■ **Opdracht**
Bewerk de lijst hieronder: vervang overal "wooden spoon" door "wooden ladle" en geef de rest ongewijzigd terug.

(Een blok gegevens)
%%
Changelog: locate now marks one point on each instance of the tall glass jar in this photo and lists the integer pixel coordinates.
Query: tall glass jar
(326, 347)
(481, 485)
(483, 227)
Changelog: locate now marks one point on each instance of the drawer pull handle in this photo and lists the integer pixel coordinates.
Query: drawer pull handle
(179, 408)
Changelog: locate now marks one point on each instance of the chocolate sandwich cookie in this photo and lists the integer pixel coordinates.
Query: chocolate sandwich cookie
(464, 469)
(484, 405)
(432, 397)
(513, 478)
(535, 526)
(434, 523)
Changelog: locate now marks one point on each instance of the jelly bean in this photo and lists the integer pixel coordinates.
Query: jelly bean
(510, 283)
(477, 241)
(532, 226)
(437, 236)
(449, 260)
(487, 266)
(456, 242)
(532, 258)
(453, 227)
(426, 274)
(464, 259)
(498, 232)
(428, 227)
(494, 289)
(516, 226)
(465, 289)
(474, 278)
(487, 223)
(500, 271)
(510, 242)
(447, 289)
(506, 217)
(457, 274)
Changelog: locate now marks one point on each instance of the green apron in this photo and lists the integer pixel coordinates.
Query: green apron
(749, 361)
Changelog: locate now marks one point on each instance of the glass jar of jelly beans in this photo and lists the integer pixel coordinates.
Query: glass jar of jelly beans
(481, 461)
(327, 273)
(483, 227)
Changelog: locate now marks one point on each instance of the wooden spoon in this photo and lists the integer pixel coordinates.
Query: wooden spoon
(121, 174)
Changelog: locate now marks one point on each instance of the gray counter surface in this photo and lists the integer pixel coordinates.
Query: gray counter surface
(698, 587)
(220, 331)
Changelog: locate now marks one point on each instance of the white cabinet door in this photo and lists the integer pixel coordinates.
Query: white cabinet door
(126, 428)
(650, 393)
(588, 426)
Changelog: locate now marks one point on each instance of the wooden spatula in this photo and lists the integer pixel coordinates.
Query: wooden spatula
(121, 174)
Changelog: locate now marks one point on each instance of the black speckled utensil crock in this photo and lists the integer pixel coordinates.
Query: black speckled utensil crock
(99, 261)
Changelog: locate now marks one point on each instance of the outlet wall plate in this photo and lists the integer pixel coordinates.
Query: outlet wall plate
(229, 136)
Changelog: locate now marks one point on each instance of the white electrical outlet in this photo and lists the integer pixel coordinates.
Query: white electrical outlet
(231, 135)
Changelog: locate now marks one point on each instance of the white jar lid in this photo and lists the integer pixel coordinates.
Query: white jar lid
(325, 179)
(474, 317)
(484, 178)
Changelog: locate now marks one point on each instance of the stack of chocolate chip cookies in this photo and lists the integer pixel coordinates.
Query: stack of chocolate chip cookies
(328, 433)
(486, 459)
%%
■ **Antwoord**
Changelog: locate now marks one point on each instance of the tall glass jar in this photo and lists the integer pixel coordinates.
Query: tall glass jar
(326, 347)
(481, 485)
(483, 227)
Changelog: locate now marks one point on each instance of the drawer pull handle in this photo and lists the integer pixel coordinates.
Query: drawer pull handle
(179, 408)
Changelog: locate now marks one point on each instance of the chocolate sandwich cookie in this photo and lists the integer pixel coordinates.
Query: chocolate sandwich cookie
(464, 469)
(484, 405)
(432, 397)
(513, 478)
(535, 526)
(434, 523)
Changelog: locate now marks one point on each instance of the jelly bean in this photo and lists the integer pixel coordinates.
Query: jelly bean
(510, 283)
(477, 241)
(532, 226)
(437, 236)
(449, 260)
(487, 266)
(456, 242)
(532, 258)
(453, 227)
(426, 274)
(464, 259)
(498, 232)
(428, 227)
(494, 289)
(516, 226)
(465, 289)
(474, 278)
(487, 223)
(500, 271)
(510, 242)
(447, 289)
(506, 217)
(457, 274)
Changelog: locate now marks one point on each instance of the green apron in this photo and lists the integer pixel coordinates.
Query: green apron
(749, 361)
Changelog: locate now marks one point on each instance of the glass jar of jelly beans in this photo and lists the integer pixel coordinates.
Query: glass jar of jelly beans
(481, 461)
(327, 273)
(483, 227)
Changelog: locate now marks one point on each instance of the wooden ladle in this photo and lists the integer pixel coordinates.
Query: wooden ladle
(121, 174)
Changelog: locate now marks one point on each instance of the gray counter surface in this photo and lists the integer pixel coordinates.
Query: gray counter surface
(698, 587)
(220, 331)
Changelog: locate now marks one point on each instance of the white cabinet door in this photo and lists the integer pixel coordinates.
Query: white cabinet door
(126, 428)
(650, 393)
(588, 426)
Changelog: locate now marks one point on each instance of the wooden spatula in this photo and lists the integer pixel coordinates.
Query: wooden spatula
(121, 174)
Changelog: locate now marks one point on each instance of the black speckled utensil crock in this photo and lists the integer pixel coordinates.
Query: black speckled utensil crock
(99, 261)
Changelog: locate now marks one point on each instance of the outlet wall plate in this photo and lists the integer pixel coordinates.
Query: outlet wall plate
(229, 136)
Changelog: locate now marks one point on each instance of the white electrical outlet in this photo and lists the integer pixel coordinates.
Query: white electrical outlet
(231, 135)
Changelog: locate now marks one point on each instance of the white jar lid in this photo and lists the integer pixel coordinates.
Query: white jar lid
(325, 179)
(474, 317)
(484, 178)
Changelog: locate now marks one point on each instance of the stack of chocolate chip cookies in this photo and lists the integer pixel coordinates.
Query: stack of chocolate chip cookies
(328, 433)
(486, 459)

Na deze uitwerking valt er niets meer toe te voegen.